EXTRACT TO READ
Maintaining The Trust In Science
About 100 years ago, a movement formed by scientists, mathematicians and philosophers collectively known as the Vienna Circle and Berlin Circle, propagated the philosophical idea called “logical positivism.” In essence, this idea puts the emphasis on the importance of empirical evidence as the central criterion in verifying knowledge.
This has led, intentionally or otherwise, to an extreme expression of logical positivism known as “scientism.” Scientism, among other things, hold to the belief that in any inquiry, science is the only source of reliable and rational knowledge. This gives the implication that any other forms of knowledge that cannot be empiricised (observed, measured or quantified) are unreliable and therefore, irrational.
No doubt, many thinkers including those in the west have criticised logical positivism and scientism. Even in science and mathematics, there are ideas, concepts and theories which are accepted purely on faith and not based on empirical evidence. One such theory is the Set Theory in mathematics which was developed in the early 20th century which is now widely used by mathematicians.

EXERCISE DESCRIPTION
Please reproduce everything from "This has led, intentionally" down to "and therefore, irrational." in the passage on trust in science. The lines that come next are separate material, apart from the passage on trust in science.

DATASET EXTRACT
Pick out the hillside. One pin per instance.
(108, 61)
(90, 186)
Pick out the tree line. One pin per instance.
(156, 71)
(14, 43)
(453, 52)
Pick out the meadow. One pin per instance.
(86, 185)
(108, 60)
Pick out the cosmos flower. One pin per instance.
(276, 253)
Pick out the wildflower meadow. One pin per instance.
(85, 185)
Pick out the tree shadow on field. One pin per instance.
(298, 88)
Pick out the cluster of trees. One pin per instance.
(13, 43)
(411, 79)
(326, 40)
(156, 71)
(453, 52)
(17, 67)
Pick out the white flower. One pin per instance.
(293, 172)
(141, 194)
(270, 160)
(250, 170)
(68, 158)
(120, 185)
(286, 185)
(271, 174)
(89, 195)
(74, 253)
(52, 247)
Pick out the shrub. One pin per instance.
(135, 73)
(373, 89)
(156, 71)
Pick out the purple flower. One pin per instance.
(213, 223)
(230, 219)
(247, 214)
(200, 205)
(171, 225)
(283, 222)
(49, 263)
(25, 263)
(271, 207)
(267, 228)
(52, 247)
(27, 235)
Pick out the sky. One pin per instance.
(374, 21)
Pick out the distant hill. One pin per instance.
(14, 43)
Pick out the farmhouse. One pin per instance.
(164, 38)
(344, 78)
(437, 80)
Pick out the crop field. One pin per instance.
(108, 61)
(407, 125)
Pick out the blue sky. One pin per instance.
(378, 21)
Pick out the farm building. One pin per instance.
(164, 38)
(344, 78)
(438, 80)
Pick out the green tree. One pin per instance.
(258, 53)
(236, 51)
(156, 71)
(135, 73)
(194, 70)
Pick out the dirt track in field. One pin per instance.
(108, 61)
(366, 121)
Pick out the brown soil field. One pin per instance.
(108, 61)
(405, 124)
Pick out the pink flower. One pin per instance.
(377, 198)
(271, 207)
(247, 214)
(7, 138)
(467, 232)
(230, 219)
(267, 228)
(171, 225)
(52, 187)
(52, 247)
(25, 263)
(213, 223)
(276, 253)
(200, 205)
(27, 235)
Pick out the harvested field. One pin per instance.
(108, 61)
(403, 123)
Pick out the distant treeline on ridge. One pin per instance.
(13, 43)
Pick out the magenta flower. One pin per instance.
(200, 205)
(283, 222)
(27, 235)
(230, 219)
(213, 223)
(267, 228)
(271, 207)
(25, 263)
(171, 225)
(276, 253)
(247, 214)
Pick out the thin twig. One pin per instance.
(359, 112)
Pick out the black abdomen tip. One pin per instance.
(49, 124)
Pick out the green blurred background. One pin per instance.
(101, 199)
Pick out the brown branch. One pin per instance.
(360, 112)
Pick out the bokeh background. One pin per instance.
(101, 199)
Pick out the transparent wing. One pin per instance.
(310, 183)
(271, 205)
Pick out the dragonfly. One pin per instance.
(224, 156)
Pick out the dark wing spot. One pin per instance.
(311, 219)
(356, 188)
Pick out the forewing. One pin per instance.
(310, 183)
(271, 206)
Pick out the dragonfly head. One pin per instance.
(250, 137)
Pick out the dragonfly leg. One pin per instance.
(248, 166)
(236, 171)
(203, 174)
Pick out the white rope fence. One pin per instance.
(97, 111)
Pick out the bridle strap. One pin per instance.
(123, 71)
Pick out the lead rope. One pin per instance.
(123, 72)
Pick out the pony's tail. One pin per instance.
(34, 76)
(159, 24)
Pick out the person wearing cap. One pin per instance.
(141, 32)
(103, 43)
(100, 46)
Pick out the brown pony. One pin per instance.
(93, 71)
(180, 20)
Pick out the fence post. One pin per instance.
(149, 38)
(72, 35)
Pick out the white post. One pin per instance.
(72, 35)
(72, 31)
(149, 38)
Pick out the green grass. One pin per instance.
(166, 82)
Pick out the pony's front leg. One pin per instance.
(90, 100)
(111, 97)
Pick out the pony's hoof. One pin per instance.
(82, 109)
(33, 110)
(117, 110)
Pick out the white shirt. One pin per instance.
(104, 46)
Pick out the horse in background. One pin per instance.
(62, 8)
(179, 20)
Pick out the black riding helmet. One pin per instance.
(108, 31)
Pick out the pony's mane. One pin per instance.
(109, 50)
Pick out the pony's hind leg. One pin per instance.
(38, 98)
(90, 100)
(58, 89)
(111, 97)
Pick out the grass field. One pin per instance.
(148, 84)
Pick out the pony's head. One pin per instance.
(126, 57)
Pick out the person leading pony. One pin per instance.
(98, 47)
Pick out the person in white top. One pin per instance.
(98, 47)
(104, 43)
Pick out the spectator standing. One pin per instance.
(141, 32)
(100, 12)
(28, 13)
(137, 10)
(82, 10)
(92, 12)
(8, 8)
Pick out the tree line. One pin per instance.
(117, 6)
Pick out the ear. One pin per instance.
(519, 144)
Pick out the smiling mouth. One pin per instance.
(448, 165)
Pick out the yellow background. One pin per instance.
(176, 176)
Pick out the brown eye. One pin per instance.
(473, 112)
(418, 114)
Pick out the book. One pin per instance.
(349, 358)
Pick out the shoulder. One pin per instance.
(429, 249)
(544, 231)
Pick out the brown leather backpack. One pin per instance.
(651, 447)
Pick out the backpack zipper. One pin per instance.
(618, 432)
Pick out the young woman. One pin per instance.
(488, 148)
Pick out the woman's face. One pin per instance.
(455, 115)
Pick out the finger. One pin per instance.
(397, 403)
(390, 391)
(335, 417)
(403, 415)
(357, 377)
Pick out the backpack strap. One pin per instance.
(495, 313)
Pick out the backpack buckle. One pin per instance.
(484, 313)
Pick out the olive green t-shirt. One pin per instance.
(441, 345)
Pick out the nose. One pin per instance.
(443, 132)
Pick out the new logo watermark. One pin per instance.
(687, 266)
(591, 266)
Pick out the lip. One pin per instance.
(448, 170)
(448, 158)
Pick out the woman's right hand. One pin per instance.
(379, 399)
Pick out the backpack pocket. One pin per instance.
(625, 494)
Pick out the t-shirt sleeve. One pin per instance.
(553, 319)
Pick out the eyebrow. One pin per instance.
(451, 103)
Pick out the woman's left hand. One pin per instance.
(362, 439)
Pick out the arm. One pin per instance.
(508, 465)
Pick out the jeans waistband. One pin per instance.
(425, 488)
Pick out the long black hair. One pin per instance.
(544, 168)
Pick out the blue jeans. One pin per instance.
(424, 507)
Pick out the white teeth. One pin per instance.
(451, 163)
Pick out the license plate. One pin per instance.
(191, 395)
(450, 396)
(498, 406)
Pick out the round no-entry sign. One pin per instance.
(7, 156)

EXERCISE RESPONSE
This has led, intentionally or otherwise, to an extreme expression of logical positivism known as “scientism.” Scientism, among other things, hold to the belief that in any inquiry, science is the only source of reliable and rational knowledge. This gives the implication that any other forms of knowledge that cannot be empiricised (observed, measured or quantified) are unreliable and therefore, irrational.